Write out every entry below exactly as it appears. Pictures do not belong in the copy.

- **SOURCE DATA**:
+---+

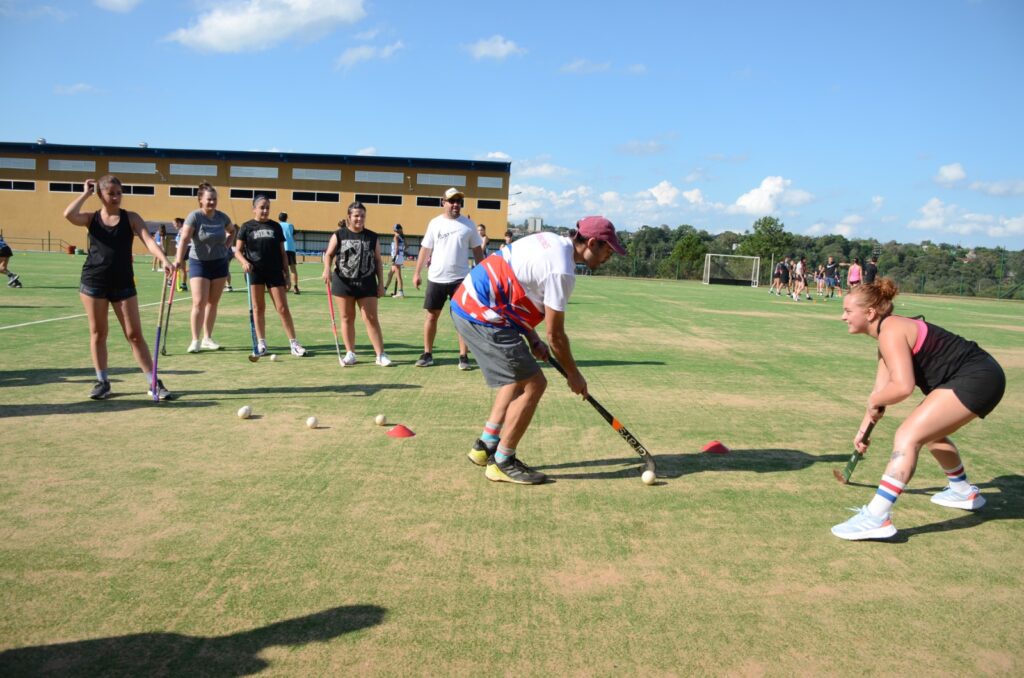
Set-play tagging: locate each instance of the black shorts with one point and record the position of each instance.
(979, 385)
(266, 278)
(438, 293)
(108, 293)
(357, 288)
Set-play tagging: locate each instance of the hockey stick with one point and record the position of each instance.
(844, 475)
(254, 357)
(615, 424)
(334, 324)
(156, 354)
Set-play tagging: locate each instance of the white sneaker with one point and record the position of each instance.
(865, 525)
(969, 502)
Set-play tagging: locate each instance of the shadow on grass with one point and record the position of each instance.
(677, 465)
(175, 654)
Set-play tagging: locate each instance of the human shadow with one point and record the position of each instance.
(674, 465)
(176, 654)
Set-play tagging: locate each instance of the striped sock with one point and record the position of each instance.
(504, 454)
(887, 494)
(957, 479)
(492, 433)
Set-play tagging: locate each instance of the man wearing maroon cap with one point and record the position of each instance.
(498, 306)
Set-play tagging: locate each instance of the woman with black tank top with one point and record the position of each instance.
(108, 278)
(960, 380)
(353, 268)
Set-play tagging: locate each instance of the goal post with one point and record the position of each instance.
(731, 269)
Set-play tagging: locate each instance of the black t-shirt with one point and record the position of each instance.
(109, 263)
(260, 242)
(355, 257)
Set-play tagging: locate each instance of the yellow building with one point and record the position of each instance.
(38, 180)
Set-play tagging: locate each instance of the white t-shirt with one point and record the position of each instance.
(451, 242)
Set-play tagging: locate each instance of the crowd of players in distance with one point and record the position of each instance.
(792, 277)
(497, 307)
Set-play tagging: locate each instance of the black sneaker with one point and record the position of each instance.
(480, 454)
(513, 470)
(100, 390)
(164, 393)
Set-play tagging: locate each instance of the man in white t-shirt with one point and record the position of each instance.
(499, 305)
(446, 245)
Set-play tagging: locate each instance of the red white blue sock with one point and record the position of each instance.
(957, 479)
(889, 491)
(492, 433)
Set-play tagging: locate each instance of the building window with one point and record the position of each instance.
(315, 175)
(72, 166)
(10, 184)
(64, 186)
(441, 179)
(17, 163)
(249, 194)
(132, 168)
(315, 197)
(194, 170)
(254, 172)
(374, 199)
(366, 176)
(130, 189)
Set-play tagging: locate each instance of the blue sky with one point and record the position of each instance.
(899, 120)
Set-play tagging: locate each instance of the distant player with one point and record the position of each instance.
(960, 381)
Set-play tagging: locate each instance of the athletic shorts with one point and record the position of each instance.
(979, 385)
(357, 288)
(267, 278)
(438, 293)
(107, 293)
(213, 269)
(503, 355)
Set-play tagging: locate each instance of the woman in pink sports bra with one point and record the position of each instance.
(960, 380)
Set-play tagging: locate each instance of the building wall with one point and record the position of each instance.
(299, 180)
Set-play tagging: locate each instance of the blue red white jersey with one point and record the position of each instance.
(514, 285)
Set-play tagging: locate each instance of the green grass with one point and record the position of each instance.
(178, 540)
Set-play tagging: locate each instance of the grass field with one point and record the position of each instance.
(176, 539)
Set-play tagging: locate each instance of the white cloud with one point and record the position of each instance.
(77, 88)
(496, 47)
(249, 25)
(665, 194)
(354, 55)
(117, 5)
(765, 199)
(583, 67)
(1013, 187)
(950, 174)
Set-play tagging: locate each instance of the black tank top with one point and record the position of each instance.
(941, 355)
(109, 263)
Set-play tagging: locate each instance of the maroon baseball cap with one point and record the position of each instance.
(601, 228)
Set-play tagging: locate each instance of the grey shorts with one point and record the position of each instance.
(503, 355)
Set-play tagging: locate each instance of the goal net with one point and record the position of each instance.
(731, 269)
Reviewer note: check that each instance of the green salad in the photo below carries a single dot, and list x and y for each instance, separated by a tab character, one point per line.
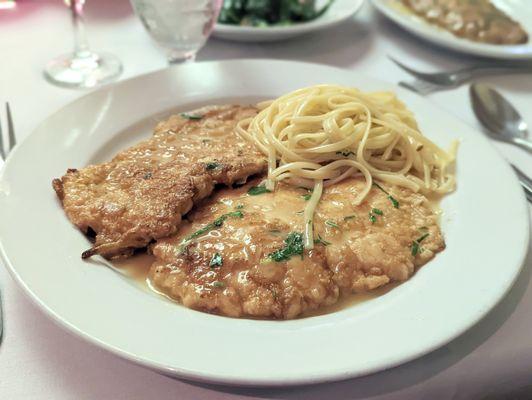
270	12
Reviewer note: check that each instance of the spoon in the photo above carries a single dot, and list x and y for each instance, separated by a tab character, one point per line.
503	123
498	116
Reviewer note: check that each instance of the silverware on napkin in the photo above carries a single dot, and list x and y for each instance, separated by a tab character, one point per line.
426	83
502	122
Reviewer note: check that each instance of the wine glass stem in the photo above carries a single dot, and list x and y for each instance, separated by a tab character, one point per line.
81	45
180	58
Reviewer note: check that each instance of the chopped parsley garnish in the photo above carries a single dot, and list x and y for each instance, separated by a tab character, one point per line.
212	165
216	260
322	241
373	214
415	249
293	245
213	225
395	203
256	190
193	117
332	224
345	153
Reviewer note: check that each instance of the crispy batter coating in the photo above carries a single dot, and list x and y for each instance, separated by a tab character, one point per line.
143	192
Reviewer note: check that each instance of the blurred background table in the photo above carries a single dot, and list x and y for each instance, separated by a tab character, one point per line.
39	360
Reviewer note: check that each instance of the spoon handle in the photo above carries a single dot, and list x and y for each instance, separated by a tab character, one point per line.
525	182
523	143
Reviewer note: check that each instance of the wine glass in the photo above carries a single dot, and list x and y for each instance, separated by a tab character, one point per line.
180	27
82	68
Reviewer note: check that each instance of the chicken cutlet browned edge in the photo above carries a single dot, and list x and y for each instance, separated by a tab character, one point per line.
144	191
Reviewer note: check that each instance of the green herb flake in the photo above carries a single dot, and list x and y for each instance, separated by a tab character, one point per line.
216	223
193	117
332	224
415	249
293	245
322	241
394	201
256	190
216	260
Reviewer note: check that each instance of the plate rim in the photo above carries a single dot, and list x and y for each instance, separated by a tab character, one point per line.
208	377
446	40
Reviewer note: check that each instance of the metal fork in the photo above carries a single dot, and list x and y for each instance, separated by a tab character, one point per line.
3	155
10	133
426	83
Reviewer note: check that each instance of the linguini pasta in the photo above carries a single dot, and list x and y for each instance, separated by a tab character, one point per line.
317	136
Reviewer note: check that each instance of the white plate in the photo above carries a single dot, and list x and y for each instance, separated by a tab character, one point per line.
485	224
519	10
338	12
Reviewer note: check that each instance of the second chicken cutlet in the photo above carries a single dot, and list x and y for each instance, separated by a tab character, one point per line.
242	255
143	192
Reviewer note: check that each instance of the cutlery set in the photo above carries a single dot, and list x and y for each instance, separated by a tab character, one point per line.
499	118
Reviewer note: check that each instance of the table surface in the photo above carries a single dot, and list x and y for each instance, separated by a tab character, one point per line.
39	360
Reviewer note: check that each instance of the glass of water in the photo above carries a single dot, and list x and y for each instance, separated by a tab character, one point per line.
180	27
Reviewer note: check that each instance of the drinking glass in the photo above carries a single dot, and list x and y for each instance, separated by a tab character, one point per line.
180	27
82	68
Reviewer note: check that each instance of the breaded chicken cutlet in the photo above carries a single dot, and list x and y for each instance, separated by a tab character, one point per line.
144	191
242	255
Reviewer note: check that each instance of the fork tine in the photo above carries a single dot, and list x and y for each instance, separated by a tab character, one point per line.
403	66
2	152
10	129
421	87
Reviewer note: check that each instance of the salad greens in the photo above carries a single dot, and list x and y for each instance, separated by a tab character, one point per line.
270	12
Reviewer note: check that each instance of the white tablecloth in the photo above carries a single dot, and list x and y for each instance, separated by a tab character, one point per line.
39	360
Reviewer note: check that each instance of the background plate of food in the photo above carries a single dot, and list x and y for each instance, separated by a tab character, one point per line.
268	21
216	279
487	28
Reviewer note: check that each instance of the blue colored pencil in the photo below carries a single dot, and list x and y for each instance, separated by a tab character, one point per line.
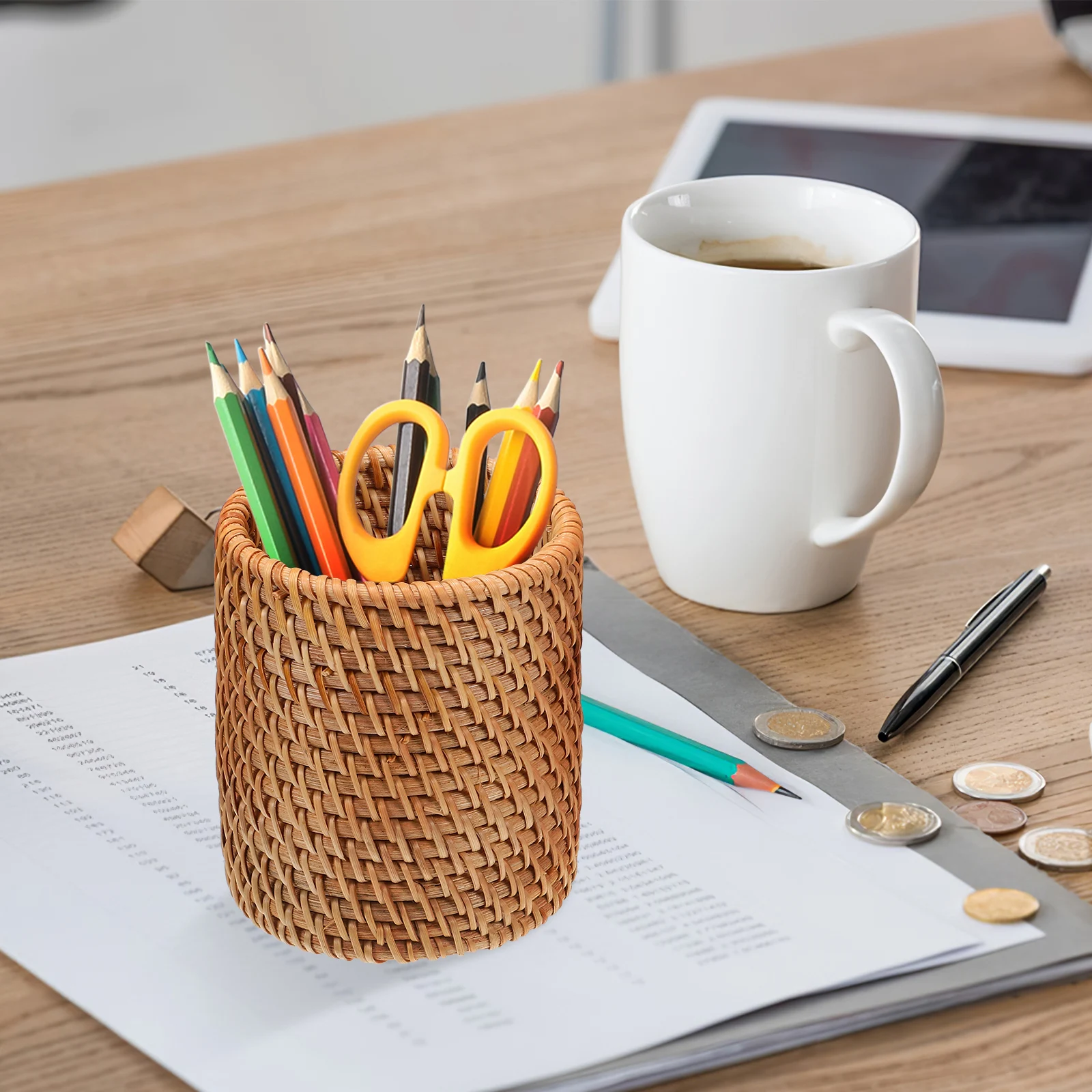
254	399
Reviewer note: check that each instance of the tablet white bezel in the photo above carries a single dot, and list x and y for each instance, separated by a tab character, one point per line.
966	341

+---+

- **SOLVED EXERCISE**:
Set-play tagging: locate each instance of the black shorts with one point and record the position of each instance.
(979, 385)
(266, 278)
(438, 293)
(108, 293)
(357, 288)
Set-play tagging: locate each instance of the hockey stick with one point and record the position of each instance.
(844, 475)
(254, 357)
(615, 424)
(334, 324)
(156, 354)
Set-play tagging: locate each instance of the white sneaker with one point and record the position of each instance.
(865, 525)
(969, 502)
Set-play tagging: locate each instance of the shadow on grass with one point and record the position of each instance.
(677, 465)
(175, 654)
Set-play tagging: locate each instance of the human shadow with one point and record the position of each instance.
(674, 465)
(176, 654)
Set-play tagging: locate each instance of the striped sock with one point and record the position of each instance.
(504, 454)
(887, 494)
(957, 479)
(492, 433)
Set-play tagging: locate each instance of the man wearing maroon cap with one point and record the position of each instance.
(498, 306)
Set-play tagging: locate each instance of the woman with black tank top with one point and record the position of each instance.
(108, 278)
(960, 380)
(353, 268)
Set-play tagging: locate each instance of the goal post with one point and record the position of each instance.
(731, 269)
Set-play tagging: locate each instance of the black t-shirt with one point and record the position of each instance.
(109, 263)
(260, 242)
(355, 257)
Set-play tagging: locate each instance of the yellow building with one point and record the position of each instance.
(38, 180)
Set-play tagging: locate each instance of the white t-shirt with one point and record the position of each instance.
(451, 242)
Set-play tagging: locate each instance of the crowd of players in distance with one point and record the position of each instance.
(792, 277)
(497, 307)
Set-play tagging: locate each instance of the black sneaker with one point and record the position of each instance.
(480, 454)
(513, 470)
(100, 390)
(164, 393)
Set-play tagging: locate each instance of the man in white t-shirt with one point and record the position of each instance.
(499, 305)
(446, 245)
Set-play tagging: locate each instance of the red white blue sock with one point and record the position of each instance.
(957, 479)
(889, 491)
(492, 433)
Set-play tagging: locate each instance of the building window with one point and record the position of each instance.
(315, 175)
(72, 166)
(10, 184)
(64, 186)
(441, 179)
(17, 163)
(249, 194)
(132, 168)
(315, 197)
(194, 170)
(254, 172)
(374, 199)
(366, 176)
(130, 189)
Set-play tagging: locate each instance of the blue sky with one point and record the position of each instance.
(899, 120)
Set-play tagging: locate each instance of the distant player with one point and record the position of each instance.
(960, 381)
Set-play tagging: locate each instance of the athletic shorts with one point and record the position of each instance.
(979, 385)
(357, 288)
(267, 278)
(438, 293)
(107, 293)
(213, 269)
(503, 355)
Set-play tagging: locate each instance of the woman in pink sports bra with one point and record the position of each instance.
(960, 380)
Set-play tagging: locate each instance of the building wall with one point and record the position of each instance.
(299, 180)
Set-play tagging: locate each instance of the blue red white jersey with one point and record the position of each instance.
(514, 285)
Set-play tagging: locate each instance of the green grass with one point and record the position of each instance.
(178, 540)
Set-play tagging: locate each instance of the grass field with one point and record the position of each instance.
(176, 539)
Set-play tagging: locate each instance of the white cloud with one point and record the position of each instance.
(77, 88)
(496, 47)
(249, 25)
(665, 194)
(354, 55)
(117, 5)
(765, 199)
(583, 67)
(1013, 187)
(950, 174)
Set-play tagging: locate each instance of the black tank top with one point and record the position of each instance.
(941, 355)
(109, 263)
Set-play tagging: locate each instance of the maroon baseball cap with one point and record the position of each instance.
(601, 228)
Set-play tagging: locate each instance of the grey shorts with one point and record the position of each instance.
(503, 355)
Set-play tagging: locate each instance of the goal net with one point and record the position of each instance.
(731, 269)
Reviewer note: check that each instance of the green salad in the photo below carries a single dot, and list x and y for each instance, separated by a tab character, one point per line.
270	12
Reviewer note: check that each instance of the spoon in the photo above carries a single dot, and list x and y for each instance, separated by a tab character, one point per line.
503	123
498	116
Reviewer note: check that each instance of the silverware on napkin in the photo above carries a single dot, and list x and y for each instance, separated by a tab character, one point per line.
426	83
502	122
Reviewer note: check that each instance of the wine glass stem in the photo above carries a single dot, and list x and y for each instance, separated by a tab character, one point per line.
81	45
180	58
Reviewer note: check that each instance of the chopped parsley garnish in the photo above carries a single dot, and list x and y for each instance, separated by a tab character, one point per line.
212	165
216	260
322	241
373	214
415	249
293	245
213	225
395	203
256	190
193	117
332	224
345	153
Reviewer note: check that each instance of the crispy batter coating in the photo above carries a single dot, and list x and y for each instance, separated by a tab character, one point per line.
143	192
Reviewer note: check that each instance of the blurred background table in the photo above carries a single dot, and list x and y for each instance, separated by a tab character, one point per line.
39	360
Reviewer note: check that each instance of the spoon handle in the photo above carries a single dot, and list x and y for each instance, separated by a tab character, one point per line.
525	182
523	143
Reviewer note: check that each instance of the wine glass in the photo above carries a single dot, and list x and y for each instance, separated by a tab character, one point per line.
180	27
82	68
Reviewer note: check that each instance of the chicken cutlet browned edge in the photo above carries a single dot, and list x and y for each instance, separated by a tab character, one point per line.
144	191
Reviewer note: check that each instance of the green herb flake in the photo above carries a single dot, and list x and y for each instance, separated by a tab character, one point per line.
216	223
193	117
332	224
415	249
293	245
322	241
394	201
256	190
216	260
Reviewer note: check that each instance of the plate rim in the photo above carries a single dot, and list x and y for each instance, separated by a tab character, one point per line.
208	377
446	40
Reviewer note: check that each instance of the metal fork in the photo above carries a single dot, and list x and y for each instance, separated by a tab character, one point per line.
3	155
10	133
426	83
Reviewer note: check that each instance of the linguini pasta in the photo above carries a single dot, and list x and y for each instance, separated by a tab character, one point per line.
317	136
Reviewer note: check that each instance of the white plate in the photo above carries a single dot, and list x and y for each instance, separated by a tab character, one point per line.
485	224
519	10
338	12
Reviewer note: check that each instance of the second chicken cutlet in the photo above carries a single dot, and list x and y for each instance, separated by a tab character, one point per line.
242	255
143	192
Reviewer note: check that each instance of the cutlery set in the photo above carries a single dot, and list x and y for each instance, separated by a tab character, one point per line.
499	118
Reviewer note: check that each instance of the table surface in the photo above carries a single dot, and list x and y for each instance, separated by a tab character, one point per line.
39	360
Reviewer note: check that each instance of the glass of water in the photo above carries a single dot, and list x and y for each instance, separated by a tab character, one point per line.
180	27
Reviewer note: check that each instance of the drinking glass in the photo above carries a single dot, and list x and y for each instance, separated by a tab character, one point per line.
180	27
82	68
Reviewer note: check that each instance of the breaded chicken cutlet in the photo above carries a single dot, and list x and y for each instance, separated by a tab character, one point per line.
144	191
242	255
Reviewer note: check that each instance of the fork tine in the photo above carries a single dot, and list x and y for each instance, separated by a tab character, one point per line.
403	66
2	152
10	129
421	87
Reviewer note: check that each instance of the salad greens in the photo above carries a single dot, and list x and y for each instance, separated by a tab character, one point per line.
270	12
Reviewer note: check that each instance of the white tablecloth in the photo above carries a single dot, and list x and y for each instance, separated by a tab character, one point per line.
39	360
Reviewer note: check that each instance of the background plate of food in the photo above carries a single dot, and list x and y for each instance, separated by a tab character, one point per line.
268	21
216	279
487	28
Reviewer note: check that each instance of the blue colored pencil in the photo below carries a single dot, and list x and y for each instance, separated by a tab character, one point per line.
254	399
Reviewer note: check that each instance of the tablet white bezel in the photo above carries a single dot, and list x and y for each instance, separated by a tab character, one point per line.
966	341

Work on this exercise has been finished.